WHAT THE TASK REQUIRES: Can you rewrite the lines starting at the one containing "Point out the wood plank" and ending at the one containing "<point>258,115</point>", swapping "potted plant" for "house plant" and leaving everything else unchanged?

DATA:
Begin

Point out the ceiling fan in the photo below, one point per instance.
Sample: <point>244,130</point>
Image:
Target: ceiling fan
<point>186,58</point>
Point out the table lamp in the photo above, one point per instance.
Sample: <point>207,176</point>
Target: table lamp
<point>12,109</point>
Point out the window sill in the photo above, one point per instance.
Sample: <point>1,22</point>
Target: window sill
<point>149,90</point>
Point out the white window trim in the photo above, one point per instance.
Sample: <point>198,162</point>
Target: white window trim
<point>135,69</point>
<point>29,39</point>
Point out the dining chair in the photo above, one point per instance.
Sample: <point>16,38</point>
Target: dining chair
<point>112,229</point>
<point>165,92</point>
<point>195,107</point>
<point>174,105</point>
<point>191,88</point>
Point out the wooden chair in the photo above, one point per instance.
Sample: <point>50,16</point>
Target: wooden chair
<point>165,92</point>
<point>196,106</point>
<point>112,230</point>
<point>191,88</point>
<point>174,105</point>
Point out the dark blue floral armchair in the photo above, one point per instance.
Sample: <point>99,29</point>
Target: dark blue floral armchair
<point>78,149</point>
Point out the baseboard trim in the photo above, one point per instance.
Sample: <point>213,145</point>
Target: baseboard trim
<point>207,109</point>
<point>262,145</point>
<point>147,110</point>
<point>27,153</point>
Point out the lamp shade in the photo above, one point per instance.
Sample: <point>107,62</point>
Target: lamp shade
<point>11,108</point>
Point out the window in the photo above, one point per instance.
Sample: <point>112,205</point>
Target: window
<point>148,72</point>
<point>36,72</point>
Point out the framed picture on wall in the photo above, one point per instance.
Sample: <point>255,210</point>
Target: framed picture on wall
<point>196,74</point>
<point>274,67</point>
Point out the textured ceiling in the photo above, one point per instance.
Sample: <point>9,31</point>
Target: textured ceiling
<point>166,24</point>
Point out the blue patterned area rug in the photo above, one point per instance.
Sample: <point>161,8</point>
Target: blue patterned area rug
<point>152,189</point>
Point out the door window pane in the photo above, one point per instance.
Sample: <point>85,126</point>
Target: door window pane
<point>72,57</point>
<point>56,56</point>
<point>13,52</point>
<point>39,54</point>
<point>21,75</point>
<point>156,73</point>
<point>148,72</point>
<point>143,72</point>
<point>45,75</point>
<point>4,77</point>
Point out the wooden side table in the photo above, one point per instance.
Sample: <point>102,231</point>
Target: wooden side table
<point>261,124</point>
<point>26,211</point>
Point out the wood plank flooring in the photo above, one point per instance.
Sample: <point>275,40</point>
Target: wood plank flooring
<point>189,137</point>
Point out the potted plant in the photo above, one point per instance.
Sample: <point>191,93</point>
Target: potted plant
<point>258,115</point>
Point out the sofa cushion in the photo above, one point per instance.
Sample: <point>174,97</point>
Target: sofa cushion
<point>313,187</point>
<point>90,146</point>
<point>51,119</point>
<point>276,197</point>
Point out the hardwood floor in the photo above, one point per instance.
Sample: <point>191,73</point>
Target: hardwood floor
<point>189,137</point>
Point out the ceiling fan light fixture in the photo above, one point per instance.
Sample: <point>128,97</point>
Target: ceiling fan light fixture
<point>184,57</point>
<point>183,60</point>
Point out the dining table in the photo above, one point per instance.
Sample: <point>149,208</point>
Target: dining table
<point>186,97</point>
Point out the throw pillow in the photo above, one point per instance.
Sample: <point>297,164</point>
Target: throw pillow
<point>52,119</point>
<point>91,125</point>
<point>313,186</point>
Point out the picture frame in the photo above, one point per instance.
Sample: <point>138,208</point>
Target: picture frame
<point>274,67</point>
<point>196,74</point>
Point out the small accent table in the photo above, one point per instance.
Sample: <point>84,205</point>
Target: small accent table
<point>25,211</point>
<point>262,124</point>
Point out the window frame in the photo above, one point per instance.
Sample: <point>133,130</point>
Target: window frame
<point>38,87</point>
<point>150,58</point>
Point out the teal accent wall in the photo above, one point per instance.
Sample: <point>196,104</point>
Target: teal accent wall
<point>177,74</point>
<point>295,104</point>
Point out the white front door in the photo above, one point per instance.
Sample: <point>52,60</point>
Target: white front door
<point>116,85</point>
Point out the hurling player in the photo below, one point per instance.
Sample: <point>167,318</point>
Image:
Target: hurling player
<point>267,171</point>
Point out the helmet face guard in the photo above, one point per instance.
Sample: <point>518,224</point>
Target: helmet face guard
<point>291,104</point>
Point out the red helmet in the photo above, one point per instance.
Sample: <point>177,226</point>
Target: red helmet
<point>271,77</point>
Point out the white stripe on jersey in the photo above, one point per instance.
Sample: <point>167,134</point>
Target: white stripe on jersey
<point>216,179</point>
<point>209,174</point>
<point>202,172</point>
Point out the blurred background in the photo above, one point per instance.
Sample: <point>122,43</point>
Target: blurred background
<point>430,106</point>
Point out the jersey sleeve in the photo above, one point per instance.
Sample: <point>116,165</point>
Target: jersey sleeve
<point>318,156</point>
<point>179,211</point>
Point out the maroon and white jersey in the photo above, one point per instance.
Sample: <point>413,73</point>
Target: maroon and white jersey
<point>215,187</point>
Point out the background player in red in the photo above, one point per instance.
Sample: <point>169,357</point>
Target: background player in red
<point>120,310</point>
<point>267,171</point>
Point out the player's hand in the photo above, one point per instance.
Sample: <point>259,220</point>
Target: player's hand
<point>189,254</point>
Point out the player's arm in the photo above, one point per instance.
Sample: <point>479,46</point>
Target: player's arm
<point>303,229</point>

End

IN RESPONSE:
Point out the wood plank flooring in the photo above, one point per instance.
Sample: <point>275,40</point>
Target: wood plank flooring
<point>189,137</point>
Point out the house plant in the photo above, one point per instance.
Sample: <point>191,93</point>
Target: house plant
<point>258,115</point>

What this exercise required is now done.